==== Entries ====

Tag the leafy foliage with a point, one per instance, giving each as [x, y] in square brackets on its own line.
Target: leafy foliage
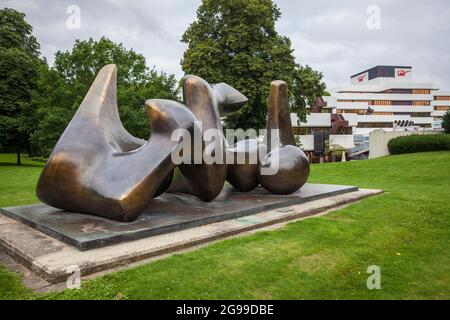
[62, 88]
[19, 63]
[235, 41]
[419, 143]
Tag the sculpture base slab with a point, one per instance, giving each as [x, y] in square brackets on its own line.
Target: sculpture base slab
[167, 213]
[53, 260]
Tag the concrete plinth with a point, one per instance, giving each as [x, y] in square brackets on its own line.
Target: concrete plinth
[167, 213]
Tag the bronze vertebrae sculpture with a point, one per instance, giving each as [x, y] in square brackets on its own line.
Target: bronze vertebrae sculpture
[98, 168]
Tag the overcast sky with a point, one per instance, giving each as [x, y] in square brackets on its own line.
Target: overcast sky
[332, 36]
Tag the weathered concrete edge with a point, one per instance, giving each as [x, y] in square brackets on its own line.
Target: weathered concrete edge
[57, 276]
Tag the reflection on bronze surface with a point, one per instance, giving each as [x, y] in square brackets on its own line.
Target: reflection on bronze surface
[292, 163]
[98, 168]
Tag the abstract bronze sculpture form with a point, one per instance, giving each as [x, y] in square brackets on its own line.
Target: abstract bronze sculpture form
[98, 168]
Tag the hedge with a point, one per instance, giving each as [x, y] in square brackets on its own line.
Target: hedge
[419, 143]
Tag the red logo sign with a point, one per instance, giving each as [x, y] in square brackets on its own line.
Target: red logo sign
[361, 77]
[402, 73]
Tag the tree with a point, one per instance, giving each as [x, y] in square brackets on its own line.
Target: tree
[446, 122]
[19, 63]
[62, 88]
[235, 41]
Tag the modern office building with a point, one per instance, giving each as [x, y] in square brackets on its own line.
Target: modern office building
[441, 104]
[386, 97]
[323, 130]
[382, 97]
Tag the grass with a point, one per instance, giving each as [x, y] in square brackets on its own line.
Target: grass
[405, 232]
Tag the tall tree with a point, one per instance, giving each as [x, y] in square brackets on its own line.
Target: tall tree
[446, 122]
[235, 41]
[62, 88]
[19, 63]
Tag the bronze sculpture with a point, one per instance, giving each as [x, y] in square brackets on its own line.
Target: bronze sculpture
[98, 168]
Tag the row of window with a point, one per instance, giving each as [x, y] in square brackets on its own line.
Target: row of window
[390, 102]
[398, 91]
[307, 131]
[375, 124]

====
==== Entries ====

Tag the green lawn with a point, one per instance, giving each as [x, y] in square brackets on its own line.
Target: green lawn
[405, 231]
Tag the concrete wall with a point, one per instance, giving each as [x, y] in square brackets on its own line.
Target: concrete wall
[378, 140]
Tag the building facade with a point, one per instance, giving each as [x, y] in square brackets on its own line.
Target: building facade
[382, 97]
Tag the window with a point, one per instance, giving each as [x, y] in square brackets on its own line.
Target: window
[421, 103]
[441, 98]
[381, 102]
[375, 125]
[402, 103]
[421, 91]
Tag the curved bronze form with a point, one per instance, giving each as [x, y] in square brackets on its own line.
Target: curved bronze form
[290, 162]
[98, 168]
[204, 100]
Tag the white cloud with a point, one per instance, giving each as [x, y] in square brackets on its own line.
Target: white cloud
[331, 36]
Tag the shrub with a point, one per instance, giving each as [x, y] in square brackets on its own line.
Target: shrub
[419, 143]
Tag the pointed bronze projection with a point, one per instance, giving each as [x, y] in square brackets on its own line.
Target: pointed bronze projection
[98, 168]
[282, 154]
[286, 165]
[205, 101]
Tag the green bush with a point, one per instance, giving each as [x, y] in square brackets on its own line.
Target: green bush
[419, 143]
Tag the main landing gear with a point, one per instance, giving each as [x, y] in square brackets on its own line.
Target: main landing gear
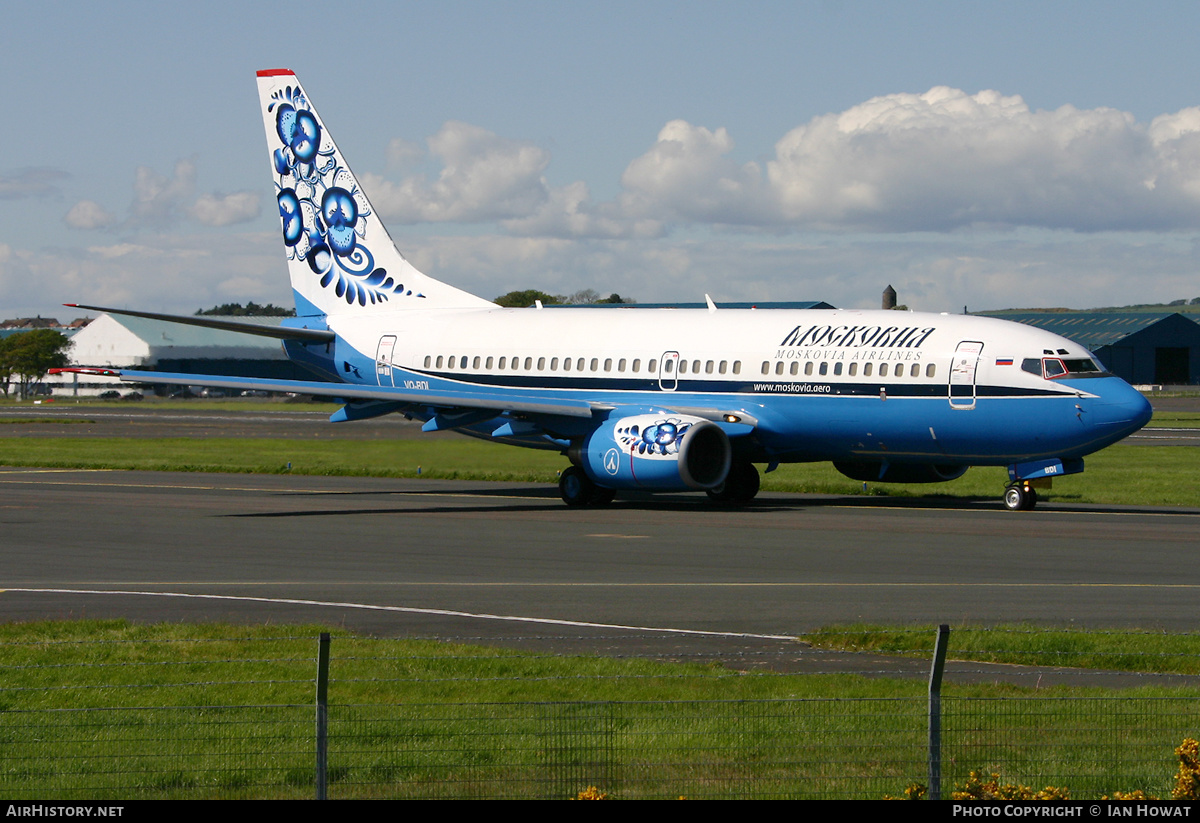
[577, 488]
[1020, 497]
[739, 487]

====

Please pull out every line of the entries above that contains the string "grass" and copy each one as it appears.

## Exercise output
Tag the grass with a point, one per instance, giving each as [x, y] in square brackets on its own line.
Target: grass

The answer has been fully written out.